==== RECORDS TO PROCESS

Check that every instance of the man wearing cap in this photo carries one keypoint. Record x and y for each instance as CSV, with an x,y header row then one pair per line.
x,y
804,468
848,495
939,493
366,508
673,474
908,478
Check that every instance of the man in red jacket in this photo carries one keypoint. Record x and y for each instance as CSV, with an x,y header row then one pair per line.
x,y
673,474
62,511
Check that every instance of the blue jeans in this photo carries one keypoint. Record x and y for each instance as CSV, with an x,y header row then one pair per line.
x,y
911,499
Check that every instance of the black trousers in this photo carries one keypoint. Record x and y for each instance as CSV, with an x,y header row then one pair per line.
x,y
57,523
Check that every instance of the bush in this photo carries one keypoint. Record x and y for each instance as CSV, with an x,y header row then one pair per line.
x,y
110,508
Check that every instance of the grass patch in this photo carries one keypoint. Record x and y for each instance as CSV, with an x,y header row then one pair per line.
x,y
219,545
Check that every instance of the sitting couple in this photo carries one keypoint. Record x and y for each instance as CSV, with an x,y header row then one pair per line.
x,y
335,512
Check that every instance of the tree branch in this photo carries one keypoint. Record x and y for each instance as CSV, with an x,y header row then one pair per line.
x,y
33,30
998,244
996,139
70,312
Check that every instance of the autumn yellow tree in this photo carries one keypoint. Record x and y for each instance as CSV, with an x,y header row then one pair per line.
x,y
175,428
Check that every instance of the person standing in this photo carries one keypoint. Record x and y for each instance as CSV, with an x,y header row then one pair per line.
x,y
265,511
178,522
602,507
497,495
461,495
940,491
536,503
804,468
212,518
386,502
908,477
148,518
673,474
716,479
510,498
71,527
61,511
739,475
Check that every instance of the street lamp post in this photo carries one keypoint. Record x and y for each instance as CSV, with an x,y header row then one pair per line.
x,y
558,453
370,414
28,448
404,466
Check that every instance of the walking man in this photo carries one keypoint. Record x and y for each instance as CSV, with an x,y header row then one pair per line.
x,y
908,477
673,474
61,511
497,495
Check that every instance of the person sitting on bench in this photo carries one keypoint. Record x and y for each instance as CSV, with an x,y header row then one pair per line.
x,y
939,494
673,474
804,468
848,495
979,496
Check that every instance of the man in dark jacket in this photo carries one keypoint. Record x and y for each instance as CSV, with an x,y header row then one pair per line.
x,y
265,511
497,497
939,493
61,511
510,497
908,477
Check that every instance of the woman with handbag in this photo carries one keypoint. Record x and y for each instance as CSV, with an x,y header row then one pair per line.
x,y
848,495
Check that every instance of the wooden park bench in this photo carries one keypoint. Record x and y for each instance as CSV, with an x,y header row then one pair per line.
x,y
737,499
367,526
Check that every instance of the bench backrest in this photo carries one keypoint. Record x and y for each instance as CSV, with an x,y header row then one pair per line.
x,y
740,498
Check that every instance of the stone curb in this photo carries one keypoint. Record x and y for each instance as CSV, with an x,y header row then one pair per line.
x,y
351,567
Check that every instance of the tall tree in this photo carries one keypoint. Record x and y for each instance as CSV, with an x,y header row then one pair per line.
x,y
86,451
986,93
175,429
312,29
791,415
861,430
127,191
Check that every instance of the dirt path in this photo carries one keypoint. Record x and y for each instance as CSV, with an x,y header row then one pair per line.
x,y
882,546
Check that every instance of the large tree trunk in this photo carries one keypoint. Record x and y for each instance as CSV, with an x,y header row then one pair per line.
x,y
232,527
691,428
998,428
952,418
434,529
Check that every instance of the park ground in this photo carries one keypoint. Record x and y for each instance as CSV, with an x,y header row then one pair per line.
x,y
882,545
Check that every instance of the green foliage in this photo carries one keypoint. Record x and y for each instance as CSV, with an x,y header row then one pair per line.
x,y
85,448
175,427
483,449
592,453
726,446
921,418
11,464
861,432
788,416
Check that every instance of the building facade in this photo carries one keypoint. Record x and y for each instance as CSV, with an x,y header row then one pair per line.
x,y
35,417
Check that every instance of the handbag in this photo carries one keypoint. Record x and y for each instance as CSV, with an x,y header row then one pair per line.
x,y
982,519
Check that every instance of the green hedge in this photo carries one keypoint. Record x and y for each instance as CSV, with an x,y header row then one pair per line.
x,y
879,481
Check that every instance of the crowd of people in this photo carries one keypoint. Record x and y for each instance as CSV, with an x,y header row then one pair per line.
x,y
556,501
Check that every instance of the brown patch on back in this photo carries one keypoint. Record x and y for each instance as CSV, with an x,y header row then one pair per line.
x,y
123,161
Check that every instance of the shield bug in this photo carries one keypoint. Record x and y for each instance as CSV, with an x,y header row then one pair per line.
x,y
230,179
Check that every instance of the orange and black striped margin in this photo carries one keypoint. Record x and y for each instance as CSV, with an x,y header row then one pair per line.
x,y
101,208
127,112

========

» **WRITTEN INSTRUCTION**
Swap "keypoint" for "point" throughout all the data above, leaving everything else the same.

» **SOLUTION**
Check that every instance of the man wearing cap in this photo carries one point. Record x and y for each instance as CSV, with an x,y header row then one pair per line.
x,y
804,468
848,495
939,493
366,508
673,474
908,478
Check that every instance of the man in red jacket in this photo carries one point. Record x and y for each instance as CSV, with an x,y header row then one pair per line.
x,y
673,474
62,511
Check that every instance of the blue jeans in this photo carries one point. Record x and y for each instance as CSV, with an x,y header row then one pair per line.
x,y
911,499
Check that every instance of the black trousers in this photo carries one point. Record x and y for each instance as CSV, with an x,y header row then one pair per line.
x,y
57,523
Check that every instance of the bush in this photo carries one point. Record x and y for each instance as CSV, with an x,y header row then one pair per line.
x,y
110,508
Check that every instance of the grass patch in this photo carries one point. Record x and y for each instance as CSV, with an x,y header row then one pair per line.
x,y
219,545
Check that every instance of the sitting couple in this photo carries one point. Record x and y for each instance as CSV, with an x,y header row then one pair per line.
x,y
335,512
Check that every instance of the tree branch in this photo carries one point. Record x and y for each instance as CSV, with an x,y header row then one pair per line.
x,y
33,30
998,244
996,139
70,312
Check that every instance of the autumn yellow tree in this photo carries one point. Record x and y for each instance as CSV, with an x,y header row then one pair per line.
x,y
175,428
Check that every instance of the person standing in this photo carries one point. Record x and y for each instance as CSV, with an x,y header row then one pair per line.
x,y
265,511
178,522
602,507
497,495
461,495
940,491
536,503
804,468
212,518
386,502
908,477
148,518
673,474
716,479
510,498
71,527
61,511
739,475
Check that every instance of the street lamp post in this photo carries one point. Record x and y for each instance as CSV, with an x,y header row then one pair per line.
x,y
558,453
370,414
28,448
404,466
Check that every instance of the walking man in this photo carries one point. Record x and y for each instance as CSV, with an x,y header row then one pair per line.
x,y
908,477
673,474
61,511
497,495
Check that every instance of the person sitting on bench in this photo carries one point. Record x and y for each instance as CSV, with an x,y header row then one pair per line.
x,y
939,494
673,474
804,468
848,495
979,496
Check that every instance of the man in dark jacket in this photo carries one point. Record x and y for each instance as CSV, with an x,y header row then one pair per line.
x,y
265,511
497,497
939,493
61,511
510,497
908,477
Check that every instance of the woman with handbag in this photo carries one point. Record x and y for each instance as CSV, with an x,y header row then one pair per line.
x,y
848,495
Check that every instance of the wooden park bench in this photo carries one point. Record x and y for each instance as CSV, with an x,y header row then one pair per line.
x,y
737,499
367,526
Check that every instance of the bench backrest in this photo carries one point. Record x and y for each instance as CSV, with an x,y header row then one pair per line.
x,y
740,498
Check that every instance of the stone curb in this photo carries one point. Record x and y for each instance as CSV, with an x,y header row then one pair per line.
x,y
351,567
Check that every instance of the tall tree in this photo carries one point. Record x and y for each instance as CSV, with an x,y header row then one pair per line.
x,y
86,451
986,93
175,429
312,29
791,415
861,430
127,191
Check that every instance of the dirt path in this photo carries one point. Record x and y for each instance as CSV, with an x,y header row then one pair per line.
x,y
882,546
Check that every instance of the large tree trunk in this photo carries one point. Record x and y for each instance as CSV, with an x,y header row then one pair per line.
x,y
232,527
691,428
998,428
952,418
434,529
Check that every instance of the park ground in this photo carries one point. Record x and y for each instance as CSV, with an x,y header row then one pair per line.
x,y
882,545
Check that every instance of the green foliage in this photo carries one point. Record x and y for each instance as CSV, with an x,y header row then one pair per line.
x,y
85,448
175,427
483,449
592,453
726,446
921,418
11,464
861,432
788,416
Check that every instance of the building facade in this photo carries one point. Record x and y for each instance as CSV, with an x,y header row then one pair per line.
x,y
35,417
Check that every instance of the handbag in this photo carries one point. Record x and y for each instance as CSV, with an x,y header row then one pair per line.
x,y
982,519
Check that every instance of the green hedge in this photo carries one point. Record x and y for each instance as CSV, with an x,y header row then one pair per line.
x,y
879,481
Check that every instance of the crowd of people in this photo carries one point. Record x and y for each instance as CSV, with an x,y header row then one pair per line.
x,y
556,501
Check that every instance of the brown patch on back in this photo carries one point. Record x and y for each instance as CSV, with an x,y header row then one pair per line.
x,y
123,161
Check that every instance of the shield bug in this photo carries one point. Record x and y for each instance as CSV, with an x,y header row then one pair per line.
x,y
230,179
Check that every instance of the orange and black striped margin in this photo carries one point. Record x and y for each instance as CSV, with an x,y header row then one pair per line.
x,y
101,208
127,112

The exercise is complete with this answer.